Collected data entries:
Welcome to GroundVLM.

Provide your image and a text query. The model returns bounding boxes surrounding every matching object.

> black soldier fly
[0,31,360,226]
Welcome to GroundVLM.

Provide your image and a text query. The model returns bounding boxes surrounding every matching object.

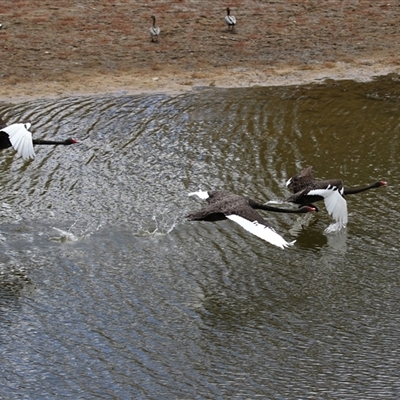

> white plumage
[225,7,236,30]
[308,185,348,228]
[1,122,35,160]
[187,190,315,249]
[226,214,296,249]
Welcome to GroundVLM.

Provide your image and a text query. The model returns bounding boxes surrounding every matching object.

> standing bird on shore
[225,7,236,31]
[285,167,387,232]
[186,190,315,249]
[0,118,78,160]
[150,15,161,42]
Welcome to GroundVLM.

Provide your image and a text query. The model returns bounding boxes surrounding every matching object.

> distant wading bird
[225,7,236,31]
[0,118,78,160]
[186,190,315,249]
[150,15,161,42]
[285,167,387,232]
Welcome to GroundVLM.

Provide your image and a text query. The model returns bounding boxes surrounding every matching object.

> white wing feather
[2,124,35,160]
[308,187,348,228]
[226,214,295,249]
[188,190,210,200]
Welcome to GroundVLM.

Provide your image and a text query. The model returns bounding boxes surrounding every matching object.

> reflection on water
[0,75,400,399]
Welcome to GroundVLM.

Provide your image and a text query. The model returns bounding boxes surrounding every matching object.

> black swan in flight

--

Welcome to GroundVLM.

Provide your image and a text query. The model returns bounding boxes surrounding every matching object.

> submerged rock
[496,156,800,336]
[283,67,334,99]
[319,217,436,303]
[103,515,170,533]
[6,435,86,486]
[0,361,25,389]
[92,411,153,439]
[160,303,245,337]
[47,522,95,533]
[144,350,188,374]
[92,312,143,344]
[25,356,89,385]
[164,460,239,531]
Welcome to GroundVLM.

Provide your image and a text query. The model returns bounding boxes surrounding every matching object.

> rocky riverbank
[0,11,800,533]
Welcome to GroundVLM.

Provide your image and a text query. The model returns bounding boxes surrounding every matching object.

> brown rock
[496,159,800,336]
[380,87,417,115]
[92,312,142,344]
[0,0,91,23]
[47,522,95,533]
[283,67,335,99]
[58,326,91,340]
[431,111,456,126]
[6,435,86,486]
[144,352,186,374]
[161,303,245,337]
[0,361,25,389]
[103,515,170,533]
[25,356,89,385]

...

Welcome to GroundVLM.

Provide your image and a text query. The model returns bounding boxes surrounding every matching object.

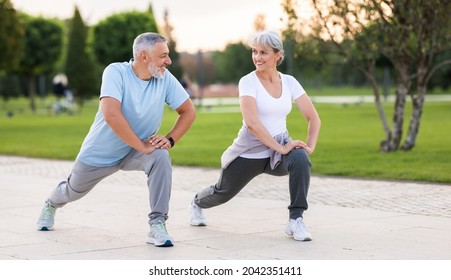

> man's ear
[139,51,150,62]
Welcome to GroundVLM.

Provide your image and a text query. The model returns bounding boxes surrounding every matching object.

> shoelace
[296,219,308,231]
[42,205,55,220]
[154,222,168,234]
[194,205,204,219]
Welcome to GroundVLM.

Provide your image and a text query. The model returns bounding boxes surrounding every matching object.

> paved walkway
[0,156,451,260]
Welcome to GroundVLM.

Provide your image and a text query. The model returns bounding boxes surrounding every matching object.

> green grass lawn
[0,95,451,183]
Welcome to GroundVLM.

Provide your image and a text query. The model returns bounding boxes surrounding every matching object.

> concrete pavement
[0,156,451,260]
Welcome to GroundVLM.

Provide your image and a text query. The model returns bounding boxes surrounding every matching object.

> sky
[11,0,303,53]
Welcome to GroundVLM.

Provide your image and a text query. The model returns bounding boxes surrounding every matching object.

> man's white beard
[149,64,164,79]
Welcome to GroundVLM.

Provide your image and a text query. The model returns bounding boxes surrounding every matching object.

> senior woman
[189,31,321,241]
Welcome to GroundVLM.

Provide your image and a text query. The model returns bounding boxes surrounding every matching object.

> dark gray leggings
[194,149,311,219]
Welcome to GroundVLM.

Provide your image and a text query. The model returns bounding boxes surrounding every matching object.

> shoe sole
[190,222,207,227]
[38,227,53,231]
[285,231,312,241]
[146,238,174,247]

GIVEN TASK: Gather every line in the entries above that contains the string "white", treating uppercase and lowercase letters as distinct.

EXERCISE ANSWER:
> white plumage
> white wing feather
> man's white beard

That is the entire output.